Given passage:

━━━━━━━━

LW: Beyond a fat woman eating carbs on camera…
JF: A fat woman eating carbs on camera, out of happiness!
LW: It was important to me, and I think everyone in the writer’s room, to not have Annie’s happiness and fulfillment be contingent on men and male attention. So she has this validating, hot moment with Lamar, but we wanted to end the episode with the real point: that she chose herself over Ryan. She closes the night with this moment alone. Or, you know, alone with pasta.
JF: Alone with pasta! It’s her little nightcap of satisfaction.
LW: Totally. It was a really efficient, satisfying way to show her progression. Just eat spaghetti with abandon.
JF: Of course, that doesn’t mean the whole world is suddenly set right. In the pool party episode, she has the best day of her life, and then has to go get shat on by her boss after. It felt like such a clear demonstration of why we can’t just self-empower ourselves out of oppression.

━━━━━━━━

Given data:

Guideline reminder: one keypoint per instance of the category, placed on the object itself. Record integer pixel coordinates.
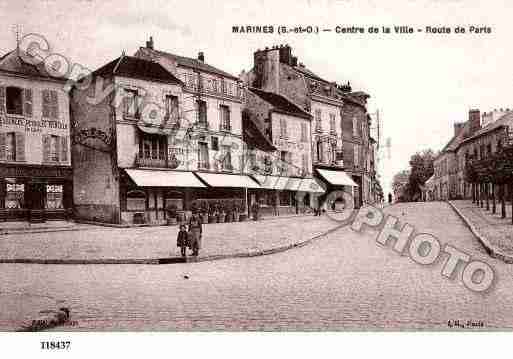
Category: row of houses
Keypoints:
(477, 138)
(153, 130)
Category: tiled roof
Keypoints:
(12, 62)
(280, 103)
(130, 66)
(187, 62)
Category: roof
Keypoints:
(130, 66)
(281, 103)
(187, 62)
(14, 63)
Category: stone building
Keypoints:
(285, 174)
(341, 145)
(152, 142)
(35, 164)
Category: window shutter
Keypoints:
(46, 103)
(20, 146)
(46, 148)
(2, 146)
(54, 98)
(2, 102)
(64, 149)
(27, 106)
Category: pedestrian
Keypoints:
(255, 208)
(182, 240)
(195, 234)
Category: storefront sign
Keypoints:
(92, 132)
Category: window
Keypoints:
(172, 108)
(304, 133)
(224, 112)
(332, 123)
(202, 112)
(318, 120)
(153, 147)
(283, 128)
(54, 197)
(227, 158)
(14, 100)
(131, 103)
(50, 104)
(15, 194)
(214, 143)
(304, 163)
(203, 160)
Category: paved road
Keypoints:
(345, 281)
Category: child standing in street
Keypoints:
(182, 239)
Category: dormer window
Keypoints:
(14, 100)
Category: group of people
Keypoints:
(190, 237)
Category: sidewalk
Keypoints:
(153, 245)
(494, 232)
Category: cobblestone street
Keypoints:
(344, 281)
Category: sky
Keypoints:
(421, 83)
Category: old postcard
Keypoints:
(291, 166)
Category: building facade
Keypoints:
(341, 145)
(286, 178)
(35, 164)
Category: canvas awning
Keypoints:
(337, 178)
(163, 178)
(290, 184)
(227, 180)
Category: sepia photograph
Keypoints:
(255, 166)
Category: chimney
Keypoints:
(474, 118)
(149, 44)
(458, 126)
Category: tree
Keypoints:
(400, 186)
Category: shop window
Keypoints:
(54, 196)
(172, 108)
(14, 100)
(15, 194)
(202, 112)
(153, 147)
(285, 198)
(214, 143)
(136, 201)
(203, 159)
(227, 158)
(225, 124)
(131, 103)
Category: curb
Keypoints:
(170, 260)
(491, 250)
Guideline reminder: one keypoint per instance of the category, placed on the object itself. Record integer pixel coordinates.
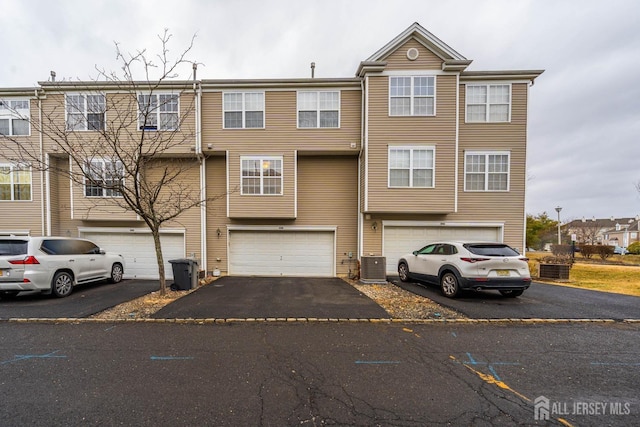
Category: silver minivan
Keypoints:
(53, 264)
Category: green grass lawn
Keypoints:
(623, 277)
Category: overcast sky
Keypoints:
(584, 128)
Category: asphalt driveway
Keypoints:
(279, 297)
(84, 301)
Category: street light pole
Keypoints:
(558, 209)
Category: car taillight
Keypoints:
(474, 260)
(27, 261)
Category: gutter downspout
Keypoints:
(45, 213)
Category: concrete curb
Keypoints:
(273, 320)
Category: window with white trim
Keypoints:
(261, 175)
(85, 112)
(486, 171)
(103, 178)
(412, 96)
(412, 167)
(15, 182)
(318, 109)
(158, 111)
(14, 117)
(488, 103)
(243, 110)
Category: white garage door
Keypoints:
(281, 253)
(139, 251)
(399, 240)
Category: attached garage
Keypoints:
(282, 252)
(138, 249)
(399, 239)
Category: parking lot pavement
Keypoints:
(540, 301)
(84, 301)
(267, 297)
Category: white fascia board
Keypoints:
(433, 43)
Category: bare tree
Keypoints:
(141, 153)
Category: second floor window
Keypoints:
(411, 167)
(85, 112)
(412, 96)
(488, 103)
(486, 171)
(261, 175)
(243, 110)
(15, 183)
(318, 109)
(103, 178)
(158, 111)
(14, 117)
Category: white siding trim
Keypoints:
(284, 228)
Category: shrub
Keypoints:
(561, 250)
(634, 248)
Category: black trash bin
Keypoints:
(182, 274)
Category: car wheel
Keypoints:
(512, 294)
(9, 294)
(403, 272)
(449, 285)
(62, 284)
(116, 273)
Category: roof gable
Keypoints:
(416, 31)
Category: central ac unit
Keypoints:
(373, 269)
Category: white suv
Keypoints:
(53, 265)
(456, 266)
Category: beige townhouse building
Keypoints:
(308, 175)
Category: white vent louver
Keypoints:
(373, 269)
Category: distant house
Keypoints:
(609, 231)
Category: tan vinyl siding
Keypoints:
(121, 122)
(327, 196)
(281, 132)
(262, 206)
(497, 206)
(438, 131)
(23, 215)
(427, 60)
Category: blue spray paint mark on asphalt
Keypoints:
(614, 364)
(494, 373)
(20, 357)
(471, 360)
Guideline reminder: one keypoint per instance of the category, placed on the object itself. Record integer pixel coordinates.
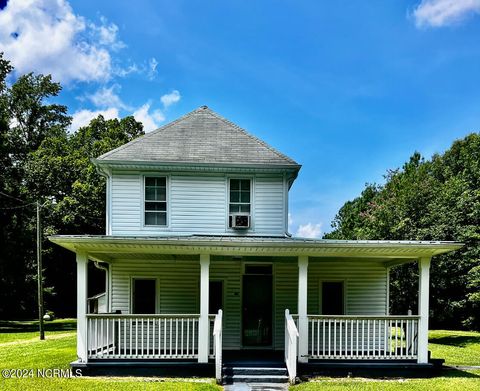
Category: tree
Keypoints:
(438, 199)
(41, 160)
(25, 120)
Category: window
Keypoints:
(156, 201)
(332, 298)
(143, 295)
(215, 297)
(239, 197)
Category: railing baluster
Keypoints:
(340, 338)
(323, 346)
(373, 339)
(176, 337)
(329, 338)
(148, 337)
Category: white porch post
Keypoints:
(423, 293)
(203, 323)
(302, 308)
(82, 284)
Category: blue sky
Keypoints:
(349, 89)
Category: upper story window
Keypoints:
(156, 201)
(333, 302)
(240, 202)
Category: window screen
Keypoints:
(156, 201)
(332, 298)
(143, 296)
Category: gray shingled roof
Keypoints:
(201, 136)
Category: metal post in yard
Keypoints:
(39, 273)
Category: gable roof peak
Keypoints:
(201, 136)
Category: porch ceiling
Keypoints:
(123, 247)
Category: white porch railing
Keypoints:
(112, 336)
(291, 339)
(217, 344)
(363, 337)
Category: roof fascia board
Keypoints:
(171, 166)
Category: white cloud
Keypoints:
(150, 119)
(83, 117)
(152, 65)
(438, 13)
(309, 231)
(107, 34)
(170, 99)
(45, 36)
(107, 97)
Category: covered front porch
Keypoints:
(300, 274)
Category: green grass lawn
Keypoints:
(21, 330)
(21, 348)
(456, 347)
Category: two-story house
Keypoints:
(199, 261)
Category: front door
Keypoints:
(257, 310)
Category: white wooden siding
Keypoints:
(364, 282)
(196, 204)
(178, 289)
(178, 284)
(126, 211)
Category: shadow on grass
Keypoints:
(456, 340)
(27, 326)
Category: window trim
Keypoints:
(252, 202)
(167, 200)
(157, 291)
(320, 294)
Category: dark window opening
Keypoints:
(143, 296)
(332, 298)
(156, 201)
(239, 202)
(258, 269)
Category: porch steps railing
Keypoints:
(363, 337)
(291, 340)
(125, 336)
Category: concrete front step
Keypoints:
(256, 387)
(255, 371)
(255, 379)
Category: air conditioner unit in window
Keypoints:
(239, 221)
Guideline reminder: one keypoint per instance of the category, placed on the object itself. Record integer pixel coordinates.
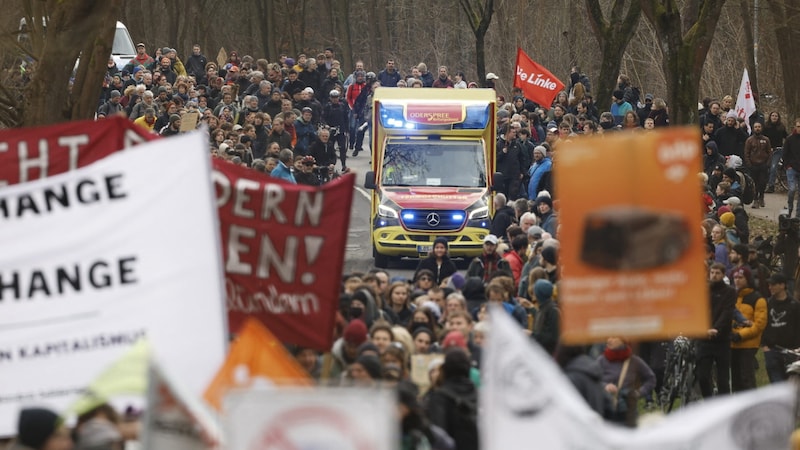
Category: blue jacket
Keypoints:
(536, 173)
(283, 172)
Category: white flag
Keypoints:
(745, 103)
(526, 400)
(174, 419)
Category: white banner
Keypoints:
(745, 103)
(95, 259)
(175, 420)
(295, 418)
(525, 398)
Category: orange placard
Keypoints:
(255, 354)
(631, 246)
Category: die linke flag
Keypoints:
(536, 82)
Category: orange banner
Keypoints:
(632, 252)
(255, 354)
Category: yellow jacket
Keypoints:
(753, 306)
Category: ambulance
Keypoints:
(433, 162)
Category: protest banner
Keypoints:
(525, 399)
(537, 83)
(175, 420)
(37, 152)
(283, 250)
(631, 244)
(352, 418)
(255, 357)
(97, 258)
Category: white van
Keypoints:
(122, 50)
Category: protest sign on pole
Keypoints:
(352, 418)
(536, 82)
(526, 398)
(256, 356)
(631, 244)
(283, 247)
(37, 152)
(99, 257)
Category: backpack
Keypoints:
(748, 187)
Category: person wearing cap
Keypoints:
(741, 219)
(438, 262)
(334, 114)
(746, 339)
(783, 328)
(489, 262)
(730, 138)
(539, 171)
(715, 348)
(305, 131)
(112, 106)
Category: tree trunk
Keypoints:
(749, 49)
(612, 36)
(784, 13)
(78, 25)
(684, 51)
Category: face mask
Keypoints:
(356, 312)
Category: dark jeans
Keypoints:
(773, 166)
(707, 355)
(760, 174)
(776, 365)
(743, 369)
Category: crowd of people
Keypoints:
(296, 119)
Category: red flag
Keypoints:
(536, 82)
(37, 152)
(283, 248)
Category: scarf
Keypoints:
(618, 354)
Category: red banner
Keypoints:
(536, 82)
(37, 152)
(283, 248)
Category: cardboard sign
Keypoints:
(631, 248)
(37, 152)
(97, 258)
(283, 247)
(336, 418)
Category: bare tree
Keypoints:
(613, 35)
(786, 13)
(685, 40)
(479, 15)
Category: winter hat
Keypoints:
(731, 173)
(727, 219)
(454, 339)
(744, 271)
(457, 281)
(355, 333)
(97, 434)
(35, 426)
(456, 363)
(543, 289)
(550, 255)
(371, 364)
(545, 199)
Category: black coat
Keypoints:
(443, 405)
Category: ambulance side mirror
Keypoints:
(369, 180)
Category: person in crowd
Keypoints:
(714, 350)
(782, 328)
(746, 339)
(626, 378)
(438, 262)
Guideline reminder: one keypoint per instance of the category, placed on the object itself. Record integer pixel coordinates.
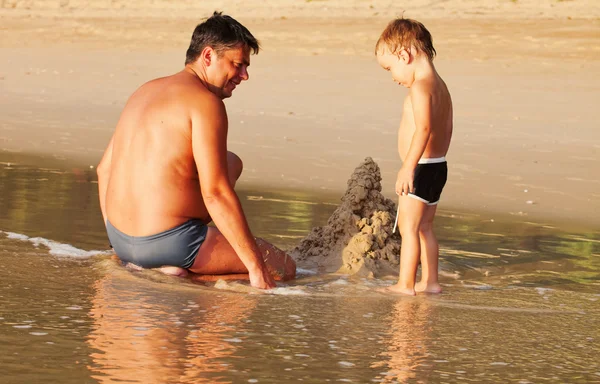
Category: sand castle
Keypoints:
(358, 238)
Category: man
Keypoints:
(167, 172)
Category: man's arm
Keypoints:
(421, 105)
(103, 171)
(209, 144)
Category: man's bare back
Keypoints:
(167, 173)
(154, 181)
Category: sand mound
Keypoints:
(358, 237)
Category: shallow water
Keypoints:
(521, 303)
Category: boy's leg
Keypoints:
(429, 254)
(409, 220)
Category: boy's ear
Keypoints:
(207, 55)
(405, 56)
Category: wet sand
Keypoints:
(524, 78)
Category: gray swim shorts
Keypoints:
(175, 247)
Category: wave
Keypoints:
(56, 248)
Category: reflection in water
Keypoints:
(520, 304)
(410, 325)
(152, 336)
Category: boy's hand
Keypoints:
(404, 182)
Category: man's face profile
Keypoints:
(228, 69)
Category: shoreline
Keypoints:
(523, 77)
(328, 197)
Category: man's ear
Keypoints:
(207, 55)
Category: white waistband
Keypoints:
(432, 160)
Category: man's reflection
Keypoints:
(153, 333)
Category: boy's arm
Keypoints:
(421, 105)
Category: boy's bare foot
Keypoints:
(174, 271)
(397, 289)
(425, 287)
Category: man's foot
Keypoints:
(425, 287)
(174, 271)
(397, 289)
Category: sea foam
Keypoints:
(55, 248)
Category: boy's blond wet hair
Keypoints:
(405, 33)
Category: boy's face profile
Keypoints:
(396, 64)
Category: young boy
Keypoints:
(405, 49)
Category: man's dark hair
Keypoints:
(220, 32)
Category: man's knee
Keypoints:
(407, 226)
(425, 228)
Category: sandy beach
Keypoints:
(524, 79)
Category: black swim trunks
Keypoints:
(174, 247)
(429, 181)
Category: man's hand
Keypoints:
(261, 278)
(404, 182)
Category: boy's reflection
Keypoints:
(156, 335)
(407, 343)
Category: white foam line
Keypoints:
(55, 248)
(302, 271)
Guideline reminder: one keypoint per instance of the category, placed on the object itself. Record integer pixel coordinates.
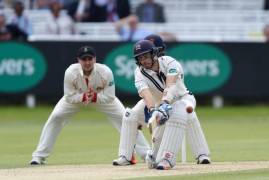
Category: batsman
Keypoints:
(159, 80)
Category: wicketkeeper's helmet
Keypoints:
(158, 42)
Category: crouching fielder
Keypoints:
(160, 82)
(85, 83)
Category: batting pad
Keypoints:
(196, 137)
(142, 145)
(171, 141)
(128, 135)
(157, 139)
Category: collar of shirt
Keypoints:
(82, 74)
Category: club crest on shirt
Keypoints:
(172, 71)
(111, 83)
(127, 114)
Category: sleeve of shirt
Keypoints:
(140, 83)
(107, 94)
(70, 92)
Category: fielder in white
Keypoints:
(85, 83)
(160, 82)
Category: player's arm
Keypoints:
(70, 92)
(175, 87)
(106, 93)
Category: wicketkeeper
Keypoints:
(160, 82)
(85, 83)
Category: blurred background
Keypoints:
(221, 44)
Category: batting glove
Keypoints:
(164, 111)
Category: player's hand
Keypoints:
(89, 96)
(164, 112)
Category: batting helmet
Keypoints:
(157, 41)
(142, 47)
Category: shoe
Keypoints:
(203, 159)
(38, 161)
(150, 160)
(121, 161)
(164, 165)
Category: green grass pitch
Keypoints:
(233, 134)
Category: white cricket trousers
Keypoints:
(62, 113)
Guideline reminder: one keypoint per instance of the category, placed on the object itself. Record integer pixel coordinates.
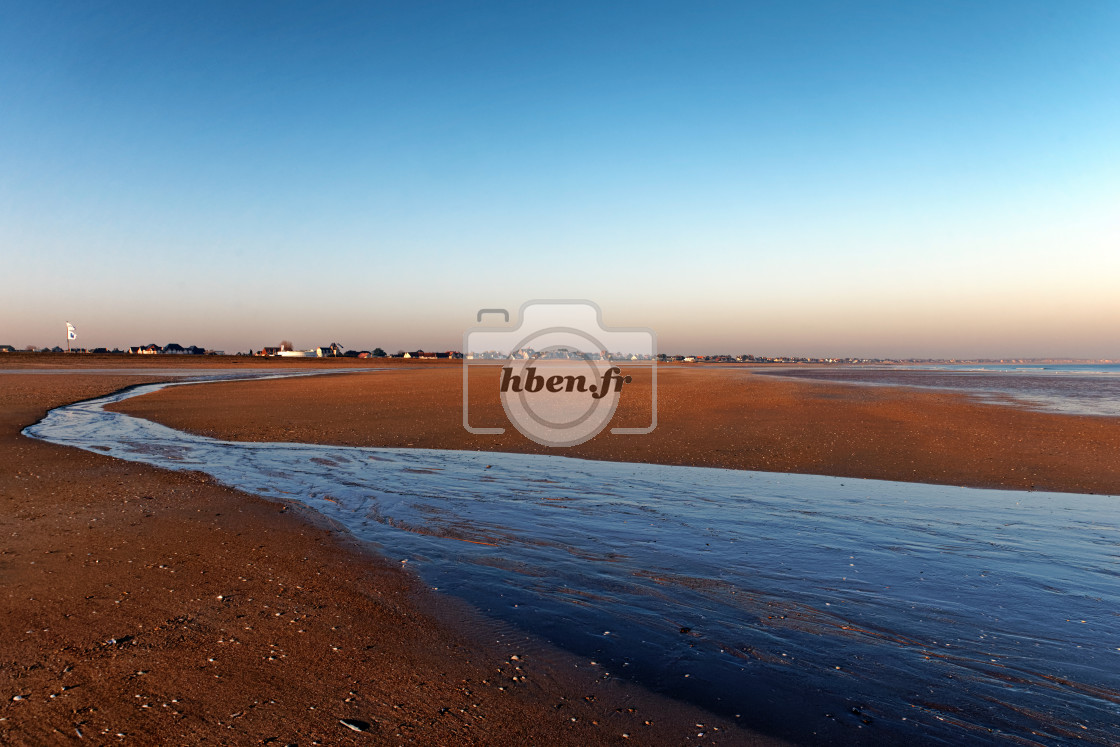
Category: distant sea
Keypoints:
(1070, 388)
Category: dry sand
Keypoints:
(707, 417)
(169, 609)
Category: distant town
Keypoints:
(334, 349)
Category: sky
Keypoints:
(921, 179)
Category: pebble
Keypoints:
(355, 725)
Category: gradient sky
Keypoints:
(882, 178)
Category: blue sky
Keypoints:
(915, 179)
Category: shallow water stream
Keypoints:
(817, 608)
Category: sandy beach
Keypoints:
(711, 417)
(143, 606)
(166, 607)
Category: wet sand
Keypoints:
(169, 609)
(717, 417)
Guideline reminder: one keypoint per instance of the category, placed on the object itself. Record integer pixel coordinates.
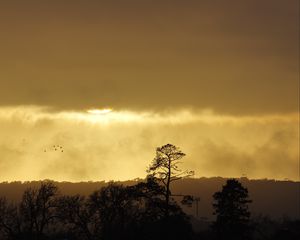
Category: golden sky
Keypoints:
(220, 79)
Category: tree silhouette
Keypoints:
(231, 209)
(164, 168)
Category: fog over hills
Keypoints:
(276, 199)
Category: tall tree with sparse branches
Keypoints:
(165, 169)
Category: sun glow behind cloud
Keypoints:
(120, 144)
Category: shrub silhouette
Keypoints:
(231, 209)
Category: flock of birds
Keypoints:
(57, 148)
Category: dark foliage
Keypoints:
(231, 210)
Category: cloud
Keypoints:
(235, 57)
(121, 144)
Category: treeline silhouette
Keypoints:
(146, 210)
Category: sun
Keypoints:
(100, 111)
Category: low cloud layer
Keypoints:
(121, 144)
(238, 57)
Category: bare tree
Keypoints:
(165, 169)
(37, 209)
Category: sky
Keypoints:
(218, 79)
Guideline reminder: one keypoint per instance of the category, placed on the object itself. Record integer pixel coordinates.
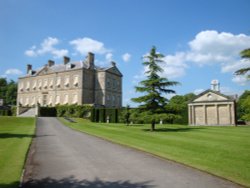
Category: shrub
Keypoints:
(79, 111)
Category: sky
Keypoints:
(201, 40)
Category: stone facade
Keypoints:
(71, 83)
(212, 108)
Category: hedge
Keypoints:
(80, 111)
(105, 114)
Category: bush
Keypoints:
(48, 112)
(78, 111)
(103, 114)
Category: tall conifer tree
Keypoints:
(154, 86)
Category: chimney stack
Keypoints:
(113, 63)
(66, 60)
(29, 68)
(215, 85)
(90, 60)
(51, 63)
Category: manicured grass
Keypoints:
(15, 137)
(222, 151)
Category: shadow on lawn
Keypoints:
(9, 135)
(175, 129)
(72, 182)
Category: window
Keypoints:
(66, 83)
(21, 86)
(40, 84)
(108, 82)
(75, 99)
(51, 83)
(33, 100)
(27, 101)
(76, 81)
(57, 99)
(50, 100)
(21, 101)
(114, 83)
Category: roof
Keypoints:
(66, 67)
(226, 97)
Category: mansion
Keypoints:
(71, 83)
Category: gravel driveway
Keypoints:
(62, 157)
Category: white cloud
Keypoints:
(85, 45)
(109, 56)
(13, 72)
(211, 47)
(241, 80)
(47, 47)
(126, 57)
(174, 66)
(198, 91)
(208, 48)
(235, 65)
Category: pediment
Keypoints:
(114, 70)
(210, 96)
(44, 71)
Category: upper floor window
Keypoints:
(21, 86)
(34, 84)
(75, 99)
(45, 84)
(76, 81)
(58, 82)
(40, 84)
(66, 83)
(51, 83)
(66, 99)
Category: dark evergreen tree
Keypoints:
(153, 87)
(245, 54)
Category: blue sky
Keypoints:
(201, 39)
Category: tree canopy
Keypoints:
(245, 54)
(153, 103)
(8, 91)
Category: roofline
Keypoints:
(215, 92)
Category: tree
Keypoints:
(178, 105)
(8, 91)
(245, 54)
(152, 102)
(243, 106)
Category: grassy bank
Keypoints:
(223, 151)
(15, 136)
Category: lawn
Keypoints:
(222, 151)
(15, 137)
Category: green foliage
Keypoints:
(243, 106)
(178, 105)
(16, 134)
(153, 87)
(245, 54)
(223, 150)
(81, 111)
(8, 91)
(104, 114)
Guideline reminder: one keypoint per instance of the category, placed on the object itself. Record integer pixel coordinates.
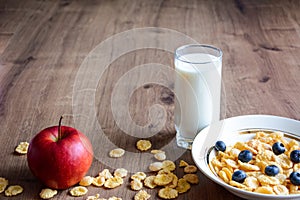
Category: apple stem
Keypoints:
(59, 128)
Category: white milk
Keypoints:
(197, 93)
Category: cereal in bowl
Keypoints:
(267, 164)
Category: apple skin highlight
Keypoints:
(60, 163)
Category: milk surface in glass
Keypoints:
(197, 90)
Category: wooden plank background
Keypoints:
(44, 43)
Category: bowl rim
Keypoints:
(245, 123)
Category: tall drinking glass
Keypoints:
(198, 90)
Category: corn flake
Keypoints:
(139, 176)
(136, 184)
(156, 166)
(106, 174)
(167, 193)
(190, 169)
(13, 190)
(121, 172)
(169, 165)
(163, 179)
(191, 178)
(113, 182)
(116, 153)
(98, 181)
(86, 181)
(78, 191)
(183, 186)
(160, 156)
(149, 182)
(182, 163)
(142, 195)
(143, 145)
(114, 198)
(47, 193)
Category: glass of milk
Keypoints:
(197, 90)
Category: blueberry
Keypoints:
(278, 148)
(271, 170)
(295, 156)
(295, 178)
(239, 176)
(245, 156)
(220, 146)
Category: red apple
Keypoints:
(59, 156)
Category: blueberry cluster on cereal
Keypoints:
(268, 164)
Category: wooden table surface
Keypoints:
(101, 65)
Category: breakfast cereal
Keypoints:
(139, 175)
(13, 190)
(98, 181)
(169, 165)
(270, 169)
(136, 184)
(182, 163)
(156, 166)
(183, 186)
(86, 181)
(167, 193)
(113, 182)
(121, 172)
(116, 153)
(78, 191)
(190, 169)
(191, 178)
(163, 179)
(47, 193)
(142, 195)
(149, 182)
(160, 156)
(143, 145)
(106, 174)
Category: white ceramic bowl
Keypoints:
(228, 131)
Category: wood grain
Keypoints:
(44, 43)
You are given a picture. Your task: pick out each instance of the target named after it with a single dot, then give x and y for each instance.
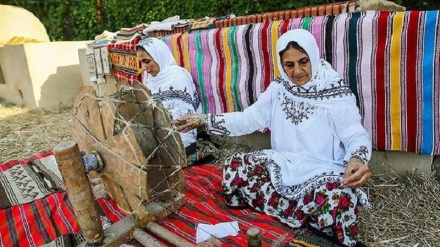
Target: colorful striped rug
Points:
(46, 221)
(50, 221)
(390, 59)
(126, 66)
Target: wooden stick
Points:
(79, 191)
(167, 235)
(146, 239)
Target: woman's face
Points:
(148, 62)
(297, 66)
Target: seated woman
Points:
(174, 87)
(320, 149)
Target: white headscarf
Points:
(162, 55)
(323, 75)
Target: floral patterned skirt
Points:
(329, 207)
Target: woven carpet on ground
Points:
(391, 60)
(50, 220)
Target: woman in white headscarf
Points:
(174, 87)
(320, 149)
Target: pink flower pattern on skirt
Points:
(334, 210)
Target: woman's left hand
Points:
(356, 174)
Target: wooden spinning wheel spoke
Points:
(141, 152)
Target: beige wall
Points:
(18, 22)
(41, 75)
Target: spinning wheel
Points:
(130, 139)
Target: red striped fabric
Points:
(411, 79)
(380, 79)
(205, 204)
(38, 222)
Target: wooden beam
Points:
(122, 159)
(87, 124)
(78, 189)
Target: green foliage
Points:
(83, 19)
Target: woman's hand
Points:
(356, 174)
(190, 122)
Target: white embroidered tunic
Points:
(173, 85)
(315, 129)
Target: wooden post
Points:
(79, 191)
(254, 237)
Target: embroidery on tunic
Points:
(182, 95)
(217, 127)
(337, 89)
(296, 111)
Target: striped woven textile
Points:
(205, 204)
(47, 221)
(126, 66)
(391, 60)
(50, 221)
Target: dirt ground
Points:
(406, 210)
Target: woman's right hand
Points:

━━━━━━━━

Activity: In the conversation about Annie, what "real point" did the writers want to end the episode with?

Solution for this problem: That Annie chose herself over Ryan.